**EXERCISE GOAL:** Quote the lines below exactly, from the one that holds "Objective — one dot on each instance of the green tree" through the final line of the records, and only those.
══ MATERIAL ══
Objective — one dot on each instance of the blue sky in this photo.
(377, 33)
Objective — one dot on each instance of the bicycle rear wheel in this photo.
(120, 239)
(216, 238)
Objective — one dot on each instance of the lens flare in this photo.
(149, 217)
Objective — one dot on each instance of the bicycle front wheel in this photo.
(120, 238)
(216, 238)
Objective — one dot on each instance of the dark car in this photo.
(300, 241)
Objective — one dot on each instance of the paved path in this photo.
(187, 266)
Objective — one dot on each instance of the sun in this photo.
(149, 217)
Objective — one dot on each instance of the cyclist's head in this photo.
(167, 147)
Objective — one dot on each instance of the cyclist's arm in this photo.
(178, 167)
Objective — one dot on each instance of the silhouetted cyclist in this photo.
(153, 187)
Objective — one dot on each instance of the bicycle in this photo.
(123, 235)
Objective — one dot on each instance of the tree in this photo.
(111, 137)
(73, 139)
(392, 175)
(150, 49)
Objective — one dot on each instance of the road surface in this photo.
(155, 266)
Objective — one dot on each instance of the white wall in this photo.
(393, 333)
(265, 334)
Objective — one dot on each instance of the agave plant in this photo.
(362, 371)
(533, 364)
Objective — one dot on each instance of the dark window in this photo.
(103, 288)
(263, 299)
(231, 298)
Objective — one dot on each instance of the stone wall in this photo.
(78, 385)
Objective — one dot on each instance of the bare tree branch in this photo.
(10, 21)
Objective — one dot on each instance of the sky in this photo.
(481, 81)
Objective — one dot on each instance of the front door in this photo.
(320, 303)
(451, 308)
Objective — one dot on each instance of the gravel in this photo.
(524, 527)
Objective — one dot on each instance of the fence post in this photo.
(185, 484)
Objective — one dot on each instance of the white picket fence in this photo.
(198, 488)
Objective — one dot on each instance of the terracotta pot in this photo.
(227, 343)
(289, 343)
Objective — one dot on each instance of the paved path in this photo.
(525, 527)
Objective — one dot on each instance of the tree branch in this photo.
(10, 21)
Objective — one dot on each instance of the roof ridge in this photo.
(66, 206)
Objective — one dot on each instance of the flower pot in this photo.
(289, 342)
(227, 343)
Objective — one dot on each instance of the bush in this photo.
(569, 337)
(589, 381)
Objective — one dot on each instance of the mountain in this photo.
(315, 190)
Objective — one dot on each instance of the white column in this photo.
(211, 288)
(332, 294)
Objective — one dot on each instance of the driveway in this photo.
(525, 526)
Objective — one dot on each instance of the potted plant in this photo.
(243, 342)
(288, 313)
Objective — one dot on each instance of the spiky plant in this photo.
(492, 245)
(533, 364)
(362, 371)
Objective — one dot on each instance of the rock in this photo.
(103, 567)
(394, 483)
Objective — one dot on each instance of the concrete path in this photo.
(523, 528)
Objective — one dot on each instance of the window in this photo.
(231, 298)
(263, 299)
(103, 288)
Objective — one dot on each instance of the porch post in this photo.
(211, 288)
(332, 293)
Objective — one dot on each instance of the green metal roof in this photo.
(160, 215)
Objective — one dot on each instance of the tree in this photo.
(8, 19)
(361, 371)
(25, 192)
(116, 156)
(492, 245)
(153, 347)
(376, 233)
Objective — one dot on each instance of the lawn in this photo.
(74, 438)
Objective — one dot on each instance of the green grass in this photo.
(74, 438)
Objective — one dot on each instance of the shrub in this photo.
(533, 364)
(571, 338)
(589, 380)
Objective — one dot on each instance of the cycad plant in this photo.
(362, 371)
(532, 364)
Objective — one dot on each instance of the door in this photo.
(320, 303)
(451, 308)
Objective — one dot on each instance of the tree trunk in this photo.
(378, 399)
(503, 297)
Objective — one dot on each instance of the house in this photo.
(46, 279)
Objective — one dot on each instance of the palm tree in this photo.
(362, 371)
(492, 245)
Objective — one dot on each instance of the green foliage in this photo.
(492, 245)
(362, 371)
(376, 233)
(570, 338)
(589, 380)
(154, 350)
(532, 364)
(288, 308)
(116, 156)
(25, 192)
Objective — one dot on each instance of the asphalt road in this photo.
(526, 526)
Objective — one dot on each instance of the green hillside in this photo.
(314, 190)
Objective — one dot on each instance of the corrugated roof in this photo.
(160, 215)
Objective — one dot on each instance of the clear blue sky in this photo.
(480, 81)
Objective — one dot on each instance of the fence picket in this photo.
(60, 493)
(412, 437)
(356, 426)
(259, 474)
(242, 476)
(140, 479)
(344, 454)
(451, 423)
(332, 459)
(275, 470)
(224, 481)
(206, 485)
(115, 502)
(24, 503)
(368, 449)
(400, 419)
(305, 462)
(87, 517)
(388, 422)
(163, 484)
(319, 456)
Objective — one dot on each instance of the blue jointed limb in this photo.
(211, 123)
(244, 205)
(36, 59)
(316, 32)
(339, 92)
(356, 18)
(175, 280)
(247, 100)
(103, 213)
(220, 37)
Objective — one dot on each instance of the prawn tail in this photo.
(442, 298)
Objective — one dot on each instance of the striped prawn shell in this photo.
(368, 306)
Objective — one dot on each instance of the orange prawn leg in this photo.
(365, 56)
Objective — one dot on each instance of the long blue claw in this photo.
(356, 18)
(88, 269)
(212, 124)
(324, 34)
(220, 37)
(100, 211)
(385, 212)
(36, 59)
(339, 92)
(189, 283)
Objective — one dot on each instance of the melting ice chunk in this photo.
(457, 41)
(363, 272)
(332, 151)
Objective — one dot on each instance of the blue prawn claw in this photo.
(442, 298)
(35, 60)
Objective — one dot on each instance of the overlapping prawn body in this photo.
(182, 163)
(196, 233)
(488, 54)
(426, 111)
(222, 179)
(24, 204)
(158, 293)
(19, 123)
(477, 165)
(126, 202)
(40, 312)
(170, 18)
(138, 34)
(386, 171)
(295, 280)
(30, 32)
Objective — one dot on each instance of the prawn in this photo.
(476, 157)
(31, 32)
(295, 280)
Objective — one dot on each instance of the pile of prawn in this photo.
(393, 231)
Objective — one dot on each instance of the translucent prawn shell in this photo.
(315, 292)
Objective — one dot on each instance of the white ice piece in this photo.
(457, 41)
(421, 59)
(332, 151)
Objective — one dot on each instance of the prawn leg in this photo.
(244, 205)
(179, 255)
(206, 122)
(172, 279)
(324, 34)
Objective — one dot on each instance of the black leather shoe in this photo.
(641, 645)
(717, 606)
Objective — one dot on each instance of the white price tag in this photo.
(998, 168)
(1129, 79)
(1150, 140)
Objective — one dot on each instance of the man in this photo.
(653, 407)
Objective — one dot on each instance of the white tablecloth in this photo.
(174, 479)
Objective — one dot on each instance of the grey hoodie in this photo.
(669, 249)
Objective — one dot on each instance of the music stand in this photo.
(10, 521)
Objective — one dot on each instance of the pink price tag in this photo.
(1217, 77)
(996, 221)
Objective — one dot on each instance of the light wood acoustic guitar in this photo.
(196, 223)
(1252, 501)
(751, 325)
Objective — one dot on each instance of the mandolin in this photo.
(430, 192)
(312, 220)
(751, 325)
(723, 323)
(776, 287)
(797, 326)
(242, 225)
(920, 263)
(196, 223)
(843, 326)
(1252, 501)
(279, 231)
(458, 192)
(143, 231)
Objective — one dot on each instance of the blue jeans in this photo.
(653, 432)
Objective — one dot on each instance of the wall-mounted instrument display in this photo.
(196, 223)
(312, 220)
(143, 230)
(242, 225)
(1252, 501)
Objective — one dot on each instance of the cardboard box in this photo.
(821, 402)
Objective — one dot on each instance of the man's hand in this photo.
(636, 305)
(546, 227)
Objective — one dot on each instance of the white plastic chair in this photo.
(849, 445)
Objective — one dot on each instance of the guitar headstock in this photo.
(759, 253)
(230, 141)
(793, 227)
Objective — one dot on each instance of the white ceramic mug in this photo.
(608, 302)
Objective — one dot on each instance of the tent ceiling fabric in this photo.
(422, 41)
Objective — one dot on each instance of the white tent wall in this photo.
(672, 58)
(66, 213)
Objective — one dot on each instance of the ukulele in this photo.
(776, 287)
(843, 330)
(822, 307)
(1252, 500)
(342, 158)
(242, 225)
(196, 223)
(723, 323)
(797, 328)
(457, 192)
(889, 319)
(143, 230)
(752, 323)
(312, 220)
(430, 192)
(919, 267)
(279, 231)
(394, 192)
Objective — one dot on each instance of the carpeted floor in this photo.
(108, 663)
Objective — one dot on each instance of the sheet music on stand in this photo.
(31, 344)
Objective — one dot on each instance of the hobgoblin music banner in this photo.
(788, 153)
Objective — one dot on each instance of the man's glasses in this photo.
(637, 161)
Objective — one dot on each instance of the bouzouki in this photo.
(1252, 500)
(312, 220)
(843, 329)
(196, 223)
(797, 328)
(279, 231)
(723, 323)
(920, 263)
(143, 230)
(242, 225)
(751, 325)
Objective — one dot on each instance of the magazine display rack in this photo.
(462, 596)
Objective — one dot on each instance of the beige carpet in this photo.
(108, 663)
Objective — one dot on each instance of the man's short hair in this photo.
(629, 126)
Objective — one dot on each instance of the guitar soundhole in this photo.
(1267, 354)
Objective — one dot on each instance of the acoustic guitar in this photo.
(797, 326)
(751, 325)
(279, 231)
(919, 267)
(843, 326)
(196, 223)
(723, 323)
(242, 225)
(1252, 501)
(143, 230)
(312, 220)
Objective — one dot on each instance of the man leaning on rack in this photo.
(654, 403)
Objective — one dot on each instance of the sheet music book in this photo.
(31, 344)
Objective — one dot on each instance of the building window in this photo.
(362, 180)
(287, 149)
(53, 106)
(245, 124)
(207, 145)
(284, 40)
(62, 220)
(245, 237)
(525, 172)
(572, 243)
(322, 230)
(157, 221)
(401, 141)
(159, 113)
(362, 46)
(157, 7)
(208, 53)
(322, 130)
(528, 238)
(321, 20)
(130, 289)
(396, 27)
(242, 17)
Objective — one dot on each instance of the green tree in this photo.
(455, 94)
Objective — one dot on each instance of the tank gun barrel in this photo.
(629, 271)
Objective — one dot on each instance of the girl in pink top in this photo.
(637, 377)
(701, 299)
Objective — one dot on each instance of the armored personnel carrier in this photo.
═══
**SOLUTION TO THIS EXERCISE:**
Objective — one dot on each instance of the green tree in this photo.
(455, 94)
Objective — one dot on each instance of the tank gun barrel in this photo.
(629, 271)
Objective — one dot on each instance of the girl in pink top in this photo.
(637, 377)
(701, 299)
Objective — one dot on each instance of the armored personnel carrier in this photo.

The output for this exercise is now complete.